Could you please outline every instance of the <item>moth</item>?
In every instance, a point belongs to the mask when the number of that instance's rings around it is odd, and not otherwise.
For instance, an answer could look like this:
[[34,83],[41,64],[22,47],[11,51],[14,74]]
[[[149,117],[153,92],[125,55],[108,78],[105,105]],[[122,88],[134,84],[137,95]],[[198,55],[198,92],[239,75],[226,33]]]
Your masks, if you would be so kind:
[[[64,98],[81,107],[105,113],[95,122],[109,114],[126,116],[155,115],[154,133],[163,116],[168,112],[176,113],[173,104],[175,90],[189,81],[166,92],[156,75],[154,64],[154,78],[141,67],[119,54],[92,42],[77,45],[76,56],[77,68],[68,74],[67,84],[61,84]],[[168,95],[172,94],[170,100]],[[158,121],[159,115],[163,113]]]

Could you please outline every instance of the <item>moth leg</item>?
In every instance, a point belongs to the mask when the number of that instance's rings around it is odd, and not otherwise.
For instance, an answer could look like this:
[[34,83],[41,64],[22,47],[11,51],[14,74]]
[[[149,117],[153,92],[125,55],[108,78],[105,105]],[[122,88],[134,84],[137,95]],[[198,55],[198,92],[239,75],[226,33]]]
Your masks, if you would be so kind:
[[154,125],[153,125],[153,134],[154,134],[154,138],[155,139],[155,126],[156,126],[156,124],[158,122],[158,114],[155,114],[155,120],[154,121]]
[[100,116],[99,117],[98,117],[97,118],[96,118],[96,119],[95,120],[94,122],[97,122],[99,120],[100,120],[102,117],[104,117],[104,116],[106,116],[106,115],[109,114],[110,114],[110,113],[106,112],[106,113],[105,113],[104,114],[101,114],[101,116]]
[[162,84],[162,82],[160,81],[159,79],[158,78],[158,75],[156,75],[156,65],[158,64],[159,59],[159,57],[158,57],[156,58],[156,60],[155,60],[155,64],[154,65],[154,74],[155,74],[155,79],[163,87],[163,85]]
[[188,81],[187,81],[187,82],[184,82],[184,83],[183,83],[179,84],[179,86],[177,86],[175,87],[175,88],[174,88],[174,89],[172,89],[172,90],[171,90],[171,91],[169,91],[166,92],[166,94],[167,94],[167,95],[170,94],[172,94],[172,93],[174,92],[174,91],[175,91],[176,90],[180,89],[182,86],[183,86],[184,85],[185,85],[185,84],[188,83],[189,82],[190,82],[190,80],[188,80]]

--------------------------------------------------

• **EXERCISE GOAL**
Pick out every line of the material above that contains the string "item" and copy each one in full. Treat uppercase and lowercase letters as different.

• **RESULT**
Could you please outline every instance of the <item>moth</item>?
Could you please outline every instance of the <item>moth leg</item>?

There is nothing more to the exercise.